• [Exercise objective]:
Copy out word for word the lines that begin with the line containing "Where can you see the tree" and run through the line containing "<point>224,93</point>", including both of those lines.

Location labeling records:
- - -
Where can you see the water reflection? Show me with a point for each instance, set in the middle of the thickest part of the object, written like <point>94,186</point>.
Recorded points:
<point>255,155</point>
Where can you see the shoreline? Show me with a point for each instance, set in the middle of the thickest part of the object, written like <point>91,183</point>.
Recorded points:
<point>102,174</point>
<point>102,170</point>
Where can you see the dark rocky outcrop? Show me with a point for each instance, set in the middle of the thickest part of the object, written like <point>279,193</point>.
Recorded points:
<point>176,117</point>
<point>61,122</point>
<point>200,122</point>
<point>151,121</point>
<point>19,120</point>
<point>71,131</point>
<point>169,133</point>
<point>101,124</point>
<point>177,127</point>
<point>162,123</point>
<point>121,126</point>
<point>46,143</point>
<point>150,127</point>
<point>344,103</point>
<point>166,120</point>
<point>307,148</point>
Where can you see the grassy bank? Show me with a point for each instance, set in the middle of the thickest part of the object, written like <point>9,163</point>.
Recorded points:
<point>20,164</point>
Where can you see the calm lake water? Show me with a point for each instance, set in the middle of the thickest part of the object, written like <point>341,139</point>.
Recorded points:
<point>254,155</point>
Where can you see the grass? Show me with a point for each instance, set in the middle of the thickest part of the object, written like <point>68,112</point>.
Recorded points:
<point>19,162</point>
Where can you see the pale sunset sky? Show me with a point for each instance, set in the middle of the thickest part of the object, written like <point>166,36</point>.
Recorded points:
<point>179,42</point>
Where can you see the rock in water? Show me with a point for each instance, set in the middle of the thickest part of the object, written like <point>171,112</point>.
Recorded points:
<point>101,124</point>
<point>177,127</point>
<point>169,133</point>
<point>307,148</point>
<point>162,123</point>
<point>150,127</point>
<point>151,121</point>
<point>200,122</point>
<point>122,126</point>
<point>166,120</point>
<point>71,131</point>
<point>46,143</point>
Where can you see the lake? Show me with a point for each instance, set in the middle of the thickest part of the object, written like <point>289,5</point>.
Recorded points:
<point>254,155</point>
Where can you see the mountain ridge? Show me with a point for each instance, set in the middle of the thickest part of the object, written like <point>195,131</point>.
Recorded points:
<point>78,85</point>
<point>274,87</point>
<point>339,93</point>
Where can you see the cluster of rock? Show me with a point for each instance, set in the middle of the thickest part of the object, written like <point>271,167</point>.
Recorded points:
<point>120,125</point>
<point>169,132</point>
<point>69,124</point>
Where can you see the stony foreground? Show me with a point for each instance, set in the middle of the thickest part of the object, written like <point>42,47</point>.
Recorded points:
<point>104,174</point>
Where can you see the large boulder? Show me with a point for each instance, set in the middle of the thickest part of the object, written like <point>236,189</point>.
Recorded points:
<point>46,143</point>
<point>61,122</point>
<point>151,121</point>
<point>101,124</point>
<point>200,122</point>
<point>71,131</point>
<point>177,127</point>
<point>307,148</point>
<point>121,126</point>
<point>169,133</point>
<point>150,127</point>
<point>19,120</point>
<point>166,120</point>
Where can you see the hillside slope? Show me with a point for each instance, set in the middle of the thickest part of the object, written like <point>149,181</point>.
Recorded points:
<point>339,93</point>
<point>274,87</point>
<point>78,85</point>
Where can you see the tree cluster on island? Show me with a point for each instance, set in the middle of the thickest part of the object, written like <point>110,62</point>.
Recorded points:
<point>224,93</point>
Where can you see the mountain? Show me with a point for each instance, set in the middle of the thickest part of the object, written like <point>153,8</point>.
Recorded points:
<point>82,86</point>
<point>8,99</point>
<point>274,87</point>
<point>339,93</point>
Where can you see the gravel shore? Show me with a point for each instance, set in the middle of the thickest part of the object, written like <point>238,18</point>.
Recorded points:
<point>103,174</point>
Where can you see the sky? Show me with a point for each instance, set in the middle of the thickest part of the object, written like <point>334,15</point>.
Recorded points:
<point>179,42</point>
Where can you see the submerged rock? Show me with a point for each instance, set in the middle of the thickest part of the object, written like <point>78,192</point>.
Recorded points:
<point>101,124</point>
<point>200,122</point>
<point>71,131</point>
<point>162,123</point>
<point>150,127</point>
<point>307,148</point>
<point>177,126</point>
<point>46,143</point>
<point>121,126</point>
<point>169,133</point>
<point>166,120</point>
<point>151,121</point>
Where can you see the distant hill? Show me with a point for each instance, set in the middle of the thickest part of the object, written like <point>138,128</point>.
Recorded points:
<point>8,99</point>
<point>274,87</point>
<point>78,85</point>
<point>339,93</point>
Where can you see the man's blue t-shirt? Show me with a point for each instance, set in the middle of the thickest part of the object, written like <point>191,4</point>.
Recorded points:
- - -
• [The result]:
Where can you see the tree cluster on island? Show me with a point for each instance, set in the middle of the thickest part of the object, written like <point>110,62</point>.
Recorded points:
<point>224,93</point>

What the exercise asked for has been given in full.